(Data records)
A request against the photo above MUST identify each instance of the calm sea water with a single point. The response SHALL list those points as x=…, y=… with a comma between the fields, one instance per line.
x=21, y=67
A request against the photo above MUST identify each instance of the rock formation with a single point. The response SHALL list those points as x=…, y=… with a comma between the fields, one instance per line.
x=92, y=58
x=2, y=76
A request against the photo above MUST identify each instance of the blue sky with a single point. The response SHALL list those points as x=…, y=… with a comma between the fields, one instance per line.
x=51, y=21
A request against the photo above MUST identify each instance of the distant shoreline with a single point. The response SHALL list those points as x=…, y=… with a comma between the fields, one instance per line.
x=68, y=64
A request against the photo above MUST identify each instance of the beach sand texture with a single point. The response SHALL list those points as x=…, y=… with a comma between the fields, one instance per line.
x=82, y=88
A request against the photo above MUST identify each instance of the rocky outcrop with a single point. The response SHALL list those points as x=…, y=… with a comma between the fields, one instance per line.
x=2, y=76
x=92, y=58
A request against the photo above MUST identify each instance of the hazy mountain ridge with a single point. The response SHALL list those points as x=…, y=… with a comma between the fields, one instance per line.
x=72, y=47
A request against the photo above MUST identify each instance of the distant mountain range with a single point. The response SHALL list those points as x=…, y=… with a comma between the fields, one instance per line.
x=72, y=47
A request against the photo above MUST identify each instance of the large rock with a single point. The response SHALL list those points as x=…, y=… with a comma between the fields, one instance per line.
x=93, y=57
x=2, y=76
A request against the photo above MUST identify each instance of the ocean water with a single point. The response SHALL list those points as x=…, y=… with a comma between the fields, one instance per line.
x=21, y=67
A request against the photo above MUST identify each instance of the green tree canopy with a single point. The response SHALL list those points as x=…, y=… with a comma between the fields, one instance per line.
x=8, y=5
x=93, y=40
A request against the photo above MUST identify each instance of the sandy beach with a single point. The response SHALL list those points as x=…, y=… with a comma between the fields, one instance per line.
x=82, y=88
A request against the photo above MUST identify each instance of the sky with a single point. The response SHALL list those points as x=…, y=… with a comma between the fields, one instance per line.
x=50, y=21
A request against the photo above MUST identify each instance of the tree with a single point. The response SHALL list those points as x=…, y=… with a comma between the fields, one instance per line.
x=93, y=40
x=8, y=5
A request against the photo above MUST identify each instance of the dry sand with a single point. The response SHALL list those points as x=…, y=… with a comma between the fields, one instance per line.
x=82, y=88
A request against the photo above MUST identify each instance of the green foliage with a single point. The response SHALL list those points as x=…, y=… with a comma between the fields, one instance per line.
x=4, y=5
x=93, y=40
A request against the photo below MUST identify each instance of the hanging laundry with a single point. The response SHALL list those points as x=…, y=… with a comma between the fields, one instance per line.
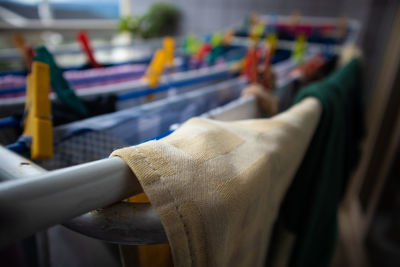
x=306, y=229
x=214, y=214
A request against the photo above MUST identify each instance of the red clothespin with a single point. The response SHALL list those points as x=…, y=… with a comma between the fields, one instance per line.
x=251, y=63
x=83, y=39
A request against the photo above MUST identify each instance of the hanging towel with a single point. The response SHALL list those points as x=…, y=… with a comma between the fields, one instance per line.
x=306, y=230
x=217, y=186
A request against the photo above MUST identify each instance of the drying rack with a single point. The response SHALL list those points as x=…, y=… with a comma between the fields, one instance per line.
x=33, y=199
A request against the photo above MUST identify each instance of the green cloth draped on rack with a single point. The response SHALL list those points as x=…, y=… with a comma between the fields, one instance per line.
x=307, y=224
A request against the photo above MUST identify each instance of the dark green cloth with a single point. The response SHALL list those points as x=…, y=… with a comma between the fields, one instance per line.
x=309, y=209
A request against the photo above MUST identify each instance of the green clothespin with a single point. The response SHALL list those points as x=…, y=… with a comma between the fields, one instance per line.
x=63, y=90
x=192, y=44
x=299, y=48
x=216, y=52
x=216, y=39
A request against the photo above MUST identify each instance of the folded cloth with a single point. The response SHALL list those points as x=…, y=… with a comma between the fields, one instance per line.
x=217, y=186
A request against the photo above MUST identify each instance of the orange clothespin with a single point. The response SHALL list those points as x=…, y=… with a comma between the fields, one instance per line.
x=25, y=50
x=169, y=48
x=37, y=124
x=83, y=39
x=251, y=64
x=155, y=70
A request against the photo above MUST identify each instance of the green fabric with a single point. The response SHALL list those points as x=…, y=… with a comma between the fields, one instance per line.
x=310, y=206
x=61, y=86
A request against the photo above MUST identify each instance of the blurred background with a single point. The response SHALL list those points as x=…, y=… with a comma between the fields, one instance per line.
x=142, y=23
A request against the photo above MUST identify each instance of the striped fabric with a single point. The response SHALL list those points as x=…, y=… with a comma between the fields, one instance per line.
x=217, y=186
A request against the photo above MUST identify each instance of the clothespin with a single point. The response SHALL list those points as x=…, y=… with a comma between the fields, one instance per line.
x=216, y=39
x=267, y=81
x=192, y=44
x=169, y=48
x=155, y=70
x=203, y=52
x=257, y=31
x=227, y=38
x=295, y=18
x=61, y=86
x=251, y=64
x=37, y=124
x=254, y=19
x=309, y=68
x=25, y=50
x=271, y=43
x=342, y=27
x=83, y=39
x=299, y=48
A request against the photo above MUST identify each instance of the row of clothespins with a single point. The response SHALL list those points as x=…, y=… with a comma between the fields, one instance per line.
x=37, y=122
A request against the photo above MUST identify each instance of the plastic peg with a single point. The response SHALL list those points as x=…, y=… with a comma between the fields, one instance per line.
x=37, y=124
x=83, y=39
x=169, y=48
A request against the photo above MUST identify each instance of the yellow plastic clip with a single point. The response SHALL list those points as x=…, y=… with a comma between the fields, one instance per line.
x=169, y=48
x=156, y=68
x=37, y=122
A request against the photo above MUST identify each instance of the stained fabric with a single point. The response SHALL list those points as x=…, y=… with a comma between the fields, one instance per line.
x=94, y=138
x=217, y=186
x=309, y=210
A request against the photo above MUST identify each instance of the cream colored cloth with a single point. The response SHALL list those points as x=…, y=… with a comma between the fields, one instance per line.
x=217, y=186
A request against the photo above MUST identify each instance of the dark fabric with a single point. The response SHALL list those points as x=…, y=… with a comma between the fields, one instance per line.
x=310, y=206
x=62, y=114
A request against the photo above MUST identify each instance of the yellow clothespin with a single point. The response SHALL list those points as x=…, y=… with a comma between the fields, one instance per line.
x=37, y=124
x=169, y=48
x=156, y=68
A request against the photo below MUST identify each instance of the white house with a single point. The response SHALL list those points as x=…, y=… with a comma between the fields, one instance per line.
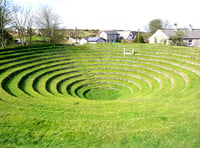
x=116, y=35
x=191, y=36
x=92, y=40
x=126, y=35
x=110, y=36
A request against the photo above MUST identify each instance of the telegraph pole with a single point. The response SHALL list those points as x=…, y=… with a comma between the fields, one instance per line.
x=138, y=35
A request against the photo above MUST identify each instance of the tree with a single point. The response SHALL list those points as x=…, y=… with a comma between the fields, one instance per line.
x=22, y=22
x=139, y=39
x=48, y=22
x=4, y=21
x=154, y=25
x=178, y=38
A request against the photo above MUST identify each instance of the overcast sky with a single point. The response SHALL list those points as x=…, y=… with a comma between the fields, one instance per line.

## PROBLEM DETAILS
Retype every record above word for word, leaving out any pictures.

## WORKED SOLUTION
A request against the photo above MUST identify each instance of the calm sea water with a single point. The response SHALL list those points as x=…, y=… with a comma between the fields, one instance per line.
x=21, y=67
A request against the photo above MUST identify each instance of the rock formation with a single point. The response SHALL list those points as x=…, y=… with a comma between the fields, one instance per line.
x=92, y=58
x=2, y=76
A request against the photo above MUST identify each instance of the blue sky with a single point. The response SHALL list those points as x=…, y=… with a comma between the fields, one instance per line.
x=51, y=21
A request against the photo above MUST identify each instance of the distant shoreline with a single point. The response SHALL list those points as x=…, y=… with a comma between the fields, one instance per line.
x=68, y=64
A request against the photo above MUST identify each instance of the beach sand texture with a single point. The response SHALL list those points as x=…, y=… with a comma between the fields, one instance per line.
x=82, y=88
A request against the photo above MUST identify each instance of the rocky outcrop with a single point. The response SHALL list those points as x=…, y=… with a comma between the fields, one instance per line.
x=2, y=76
x=92, y=58
A request against the photo above MUST identify each instance of the hazy mountain ridge with a single point. The response SHALL list those points as x=…, y=… with a comma between the fields, one instance per line.
x=72, y=47
A request against the photo above MUST identify each instance of the distant mountain range with a single point. The response SHALL list those points as x=…, y=… with a comma between the fields, one instance per line.
x=72, y=47
A request against the photo above MUST identify each instance of the large rock with a single point. The response SHALL list those points as x=…, y=… with a comma between the fields, one instance per line.
x=93, y=57
x=2, y=76
A request against the photo above MUST identify each instance of the ocean water with a single point. The response SHALL list those points as x=…, y=… with a comma between the fields, one instance per line.
x=21, y=67
A request against the photo above MUST identify each instance of the green tree canopy with a single point. The response SHALL list those points as x=…, y=… with a comma between the fields, one instance per line.
x=8, y=5
x=93, y=40
A request against the photo above MUST identify each instance of the sandy beach with a single point. The response SHALL list those points as x=…, y=… with a comma between the fields, one instance per line.
x=82, y=88
A request against the photo above MUST identify each instance of the sky with a single point. The response SHALL list those points as x=…, y=… with a comma between the fields, one instance per line.
x=50, y=21
A request against the photo above MUST identify each instance of the tree with a single point. The response SHALL list those points as x=…, y=… with a comma between the fields, one instance per line.
x=93, y=40
x=8, y=5
A request against the photo above MUST identify each instance of the dry sand with a single point. The response SHALL list those points as x=…, y=… with a comma between the fields, one instance per line.
x=82, y=88
A request against the photo above MUST identify each instance of the green foliage with a single point. The response SHALL list those points as x=…, y=… with a comma between the fields, one instance per line.
x=4, y=5
x=93, y=40
A request against the photo below MUST identify each instance of the hanging laundry with a single point. The response SHALL list those points as x=…, y=… with a comma between the fields, one instance per line.
x=306, y=229
x=214, y=214
A request against the photo above MUST identify each instance of the red clothespin with a single point. The response SHALL list those points as x=…, y=… with a comma between the fields, one instance per line.
x=251, y=63
x=83, y=39
A request against the photo above MUST identify each instance of the hanging towel with a single point. The response SHALL list those points as x=…, y=… with a comma between the fields, one instance per line.
x=306, y=230
x=217, y=186
A request against the photo above MUST identify each instance of the drying rack with a single point. The response SHALL list those points as x=…, y=… with a comma between the fields, one instance per line.
x=33, y=199
A request against the photo above MUST identify each instance of the green cloth draped on rack with a single point. The response SHALL list those points as x=…, y=… with a comma between the fields, one instance per line.
x=307, y=224
A request against the photo above MUST identify each instance of the dark green cloth with a single point. The response SHALL list those points as x=…, y=… with a comma between the fields, one instance per line.
x=309, y=209
A request against the photo above MUST identify each instance of the green clothespin with a single point. The response SHALL list those points as x=…, y=… with a comma between the fields, one instance per line.
x=63, y=90
x=192, y=44
x=299, y=48
x=216, y=52
x=216, y=39
A request against the photo above MUST identify each instance of the folded cloth with a single point. The response SHALL list those points as x=…, y=… with a comma between the fields, one instance per line.
x=217, y=186
A request against the photo above MUST identify each instance of the orange clothespin with a single point. The response SHALL list those points as x=…, y=… with a comma between the fields, one instance per line.
x=25, y=50
x=169, y=48
x=37, y=124
x=83, y=39
x=251, y=64
x=155, y=70
A request against the photo above MUST identify each instance of the green fabric with a single point. The response SHALL list those points as x=…, y=… with a comma between the fields, one instance per line.
x=310, y=206
x=61, y=86
A request against the photo above MUST identify each instance of the blurred background with a single point. The response SHALL list those points as x=…, y=… with a comma between the fields, one instance per line.
x=142, y=23
A request against the photo above MUST identify each instance of the striped fabric with a single point. The response SHALL list those points as x=…, y=… with a comma between the fields, one instance per line.
x=217, y=186
A request against the photo above MUST identify each instance of the clothespin with a single point. The response SHALL list those points as x=…, y=… with a comma between the fields, one instance per line.
x=216, y=39
x=267, y=81
x=192, y=44
x=169, y=48
x=155, y=70
x=203, y=52
x=257, y=31
x=227, y=38
x=295, y=18
x=61, y=86
x=251, y=64
x=37, y=124
x=254, y=19
x=309, y=68
x=25, y=50
x=271, y=43
x=342, y=27
x=83, y=39
x=299, y=48
A request against the photo above MUST identify each instance of the row of clothespins with a single point. The response SHALL list those points as x=…, y=… with a comma between the fields, one instance per line.
x=37, y=122
A request against the photo above MUST identify each instance of the plastic peg with a single point. The response SHALL list those points as x=…, y=… with a comma between the fields, one instance per line.
x=37, y=124
x=83, y=39
x=169, y=48
A request against the photo above MUST identify each instance of the yellow plastic clip with a single point. The response SHALL list those points as x=…, y=… with a comma between the fields, one instance per line.
x=169, y=48
x=156, y=68
x=37, y=122
A request against the photo above MUST identify each instance of the stained fabric with a single point. The response SHALL list those points as x=…, y=… with a comma between the fields, one instance per line.
x=94, y=138
x=217, y=186
x=309, y=210
A request against the photo above MUST identify each instance of the cream colored cloth with a single point. The response SHALL list those points as x=…, y=… with a comma between the fields, one instance per line.
x=217, y=186
A request against the photo above MUST identify each instance of the dark fabric with a single point. The response SHALL list those points as x=…, y=… with a comma between the fields, one instance per line.
x=310, y=206
x=62, y=114
A request against the photo above MUST identify each instance of the yellow clothespin with a single point. The response SHALL list those points as x=…, y=… with a comma between the fields, one instance per line.
x=37, y=124
x=169, y=48
x=156, y=68
A request against the photo below MUST identify each instance of the white house with a single point. The response SHALL list those points as x=…, y=… with a comma between the fields, one instance per line.
x=116, y=35
x=191, y=36
x=92, y=40
x=126, y=35
x=110, y=36
A request against the photo above MUST identify each instance of the telegraph pole with a single point. The response SHALL list those points as x=…, y=… with a comma between the fields, one instance per line.
x=138, y=35
A request against the photo above MUST identify each instance of the tree with a single point. The response SHALL list those points as x=…, y=… with a comma between the fields, one instance per line.
x=22, y=22
x=139, y=39
x=48, y=22
x=4, y=21
x=154, y=25
x=178, y=38
A request against the photo above MUST identify each instance of the overcast sky with a single point. The response SHALL list those points as x=…, y=… with a comma between the fields, one instance per line.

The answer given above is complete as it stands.